Start of Supplied material

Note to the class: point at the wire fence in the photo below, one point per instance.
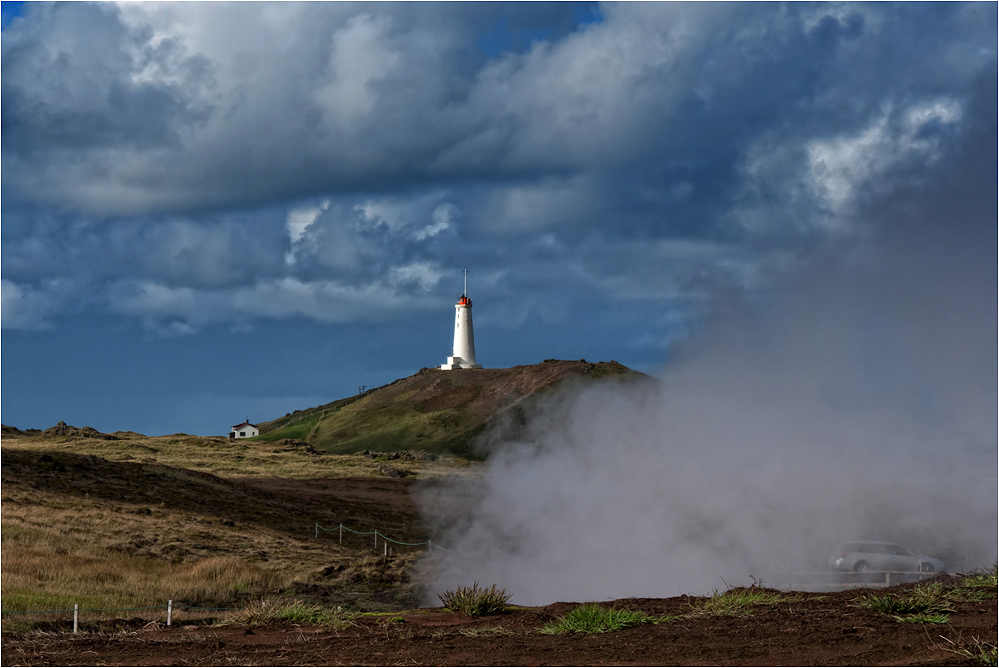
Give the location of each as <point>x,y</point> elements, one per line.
<point>170,608</point>
<point>376,534</point>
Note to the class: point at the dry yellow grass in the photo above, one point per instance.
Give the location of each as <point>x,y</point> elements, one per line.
<point>106,525</point>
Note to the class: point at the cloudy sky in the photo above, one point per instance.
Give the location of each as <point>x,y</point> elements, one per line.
<point>218,211</point>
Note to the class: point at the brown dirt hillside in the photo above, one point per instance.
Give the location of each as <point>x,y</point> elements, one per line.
<point>437,411</point>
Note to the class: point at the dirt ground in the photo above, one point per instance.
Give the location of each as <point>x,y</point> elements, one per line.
<point>809,629</point>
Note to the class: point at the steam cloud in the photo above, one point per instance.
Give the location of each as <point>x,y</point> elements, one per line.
<point>861,403</point>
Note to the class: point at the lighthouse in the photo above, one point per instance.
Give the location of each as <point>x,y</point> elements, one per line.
<point>463,353</point>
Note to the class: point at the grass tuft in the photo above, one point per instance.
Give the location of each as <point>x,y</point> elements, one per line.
<point>924,618</point>
<point>475,600</point>
<point>980,652</point>
<point>591,618</point>
<point>741,600</point>
<point>920,601</point>
<point>267,611</point>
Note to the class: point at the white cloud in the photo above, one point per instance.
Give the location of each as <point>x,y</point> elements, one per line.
<point>840,166</point>
<point>298,222</point>
<point>443,219</point>
<point>423,274</point>
<point>27,308</point>
<point>360,57</point>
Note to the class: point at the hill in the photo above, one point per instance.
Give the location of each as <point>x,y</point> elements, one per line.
<point>437,411</point>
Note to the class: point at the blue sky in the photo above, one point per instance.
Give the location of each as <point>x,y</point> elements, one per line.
<point>214,211</point>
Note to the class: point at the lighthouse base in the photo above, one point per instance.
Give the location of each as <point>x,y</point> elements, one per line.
<point>458,363</point>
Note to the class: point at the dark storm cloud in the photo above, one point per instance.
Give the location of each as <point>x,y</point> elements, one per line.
<point>191,161</point>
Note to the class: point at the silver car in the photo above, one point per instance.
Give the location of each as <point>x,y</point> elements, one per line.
<point>878,555</point>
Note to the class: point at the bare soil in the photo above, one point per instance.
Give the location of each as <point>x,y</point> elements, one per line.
<point>809,629</point>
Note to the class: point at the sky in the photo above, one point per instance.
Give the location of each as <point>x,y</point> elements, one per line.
<point>220,211</point>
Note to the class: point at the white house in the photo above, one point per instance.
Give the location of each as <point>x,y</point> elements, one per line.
<point>245,430</point>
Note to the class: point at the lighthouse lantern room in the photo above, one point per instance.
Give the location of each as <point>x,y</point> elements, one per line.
<point>463,353</point>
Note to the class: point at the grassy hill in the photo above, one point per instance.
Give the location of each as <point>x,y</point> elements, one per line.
<point>433,410</point>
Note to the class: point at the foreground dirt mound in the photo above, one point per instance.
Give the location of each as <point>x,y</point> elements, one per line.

End of Supplied material

Job:
Rescale the part of the data that opens at its very beginning and closes with the line containing "<point>106,525</point>", writing out every line of that part, with each point coordinate multiplied by 0.75 and rounded to a whole number (halves round up). Leave the pictures out of your answer.

Solution to the exercise:
Note to the class: point at the wire fence in the photo below, one point per instance.
Give the location of each as <point>x,y</point> elements, one per line.
<point>128,456</point>
<point>282,401</point>
Note to the class: point at the dry yellow grass in the photo above, one point per instance.
Give the location of each as <point>x,y</point> elements, one per line.
<point>80,394</point>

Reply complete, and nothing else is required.